*Aim*
Please answer from the text about Schatzi below: what breed of dog was she?

Schatzi
(also a big F U to the a-hole who chided me for saying a soulmate HAS to be a romantic interest/relationship. I never liked you anyway)
Anyone who met her found her just as unforgettable as I do. Her sass. Her intelligence. Her unapologetic nature. Her commanding presence. I’m talking of course about my soul-dog Schatzi, a Miniature Dachshund who left this often rotten world for greener pastures five years ago this past March.
Every Dia de Los Muertos, I create an ofrenda not only for Schatzi but for Suzi, Jaime, and most recently, Biscuit. But it started with Schatzi because well, everything started with her.
It was 2013 and my niece’s grandfather had passed leaving behind a local celebrity: Schatzi, the girl who saved and blessed his life for seven years. I’ll never forget the first time I took her to the beach, how someone recognized her and immediately asked, “Is that Larry’s dog?!”
After Larry died his son initially planned to keep her. But he asked me go dog sit for a long weekend while he went out of town. In the first fifteen minutes I knew we belonged together and so did she. I can’t explain it. I would call it mind reading, but I think the closest I can get is soul knowing, or spirit speak. We both just knew she wasn’t going back.

*Material provided*

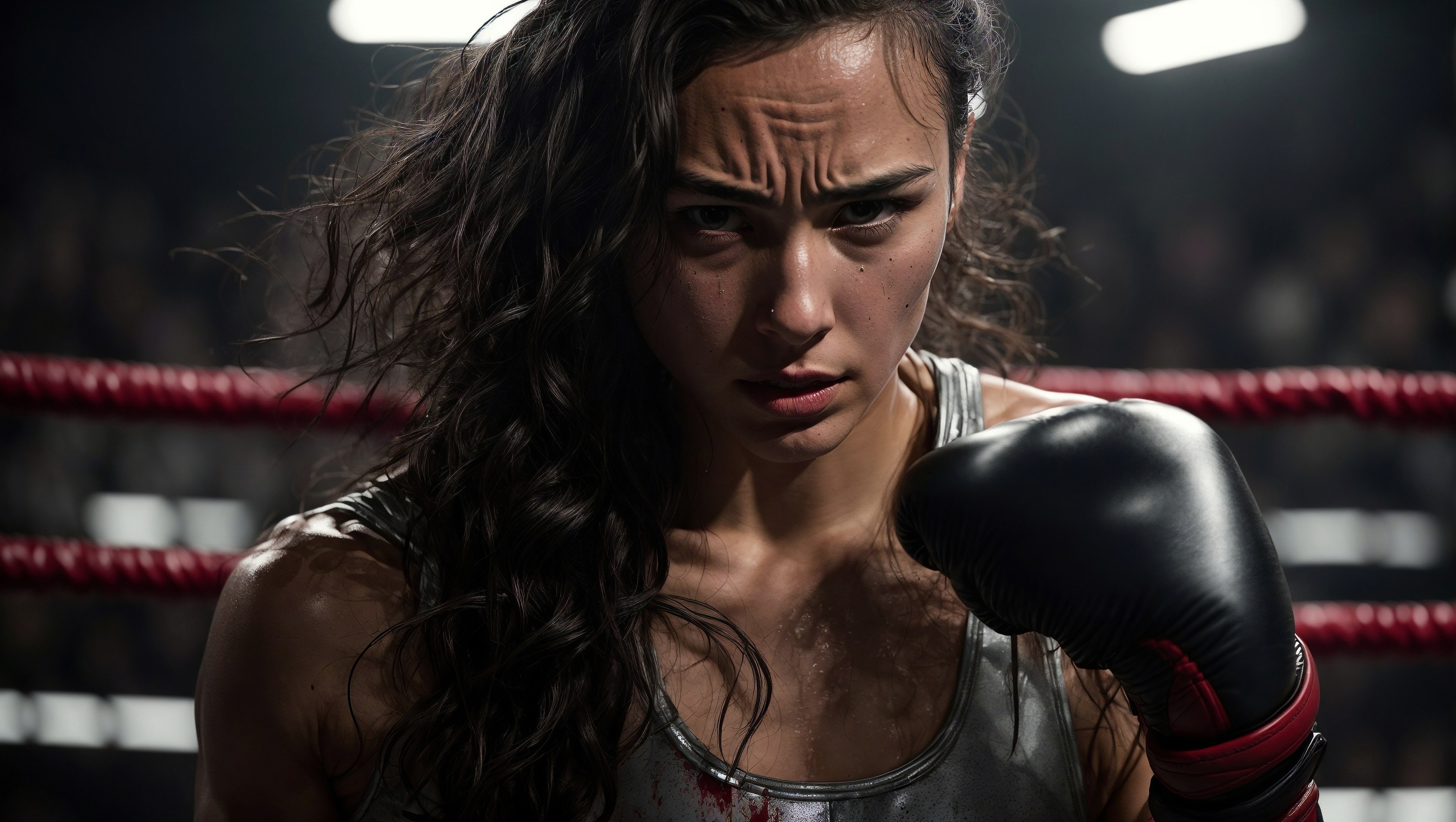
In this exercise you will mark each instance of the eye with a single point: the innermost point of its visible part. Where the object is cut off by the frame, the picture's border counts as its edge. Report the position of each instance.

*Response to this task*
Schatzi was a Miniature Dachshund.